■ Work to do
How many of the rows below contain the string "cloud", counting only matches with the same capitalization? Reply with the number alone.

■ Input records
========================================================================

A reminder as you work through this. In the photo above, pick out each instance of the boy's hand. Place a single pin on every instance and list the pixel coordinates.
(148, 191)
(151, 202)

========================================================================

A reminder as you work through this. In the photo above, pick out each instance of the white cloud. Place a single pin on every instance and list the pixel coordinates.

========================================================================

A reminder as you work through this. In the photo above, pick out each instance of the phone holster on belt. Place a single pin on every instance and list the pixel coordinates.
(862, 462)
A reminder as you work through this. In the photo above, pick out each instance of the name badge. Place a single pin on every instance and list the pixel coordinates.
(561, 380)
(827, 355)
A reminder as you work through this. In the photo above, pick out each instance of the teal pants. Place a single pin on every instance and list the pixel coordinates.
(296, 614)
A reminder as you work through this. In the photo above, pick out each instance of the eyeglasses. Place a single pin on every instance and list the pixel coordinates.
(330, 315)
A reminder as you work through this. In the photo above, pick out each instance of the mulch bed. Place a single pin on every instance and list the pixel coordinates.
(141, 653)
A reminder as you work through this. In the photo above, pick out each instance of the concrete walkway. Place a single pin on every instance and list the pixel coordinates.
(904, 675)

========================================================================

■ The response
1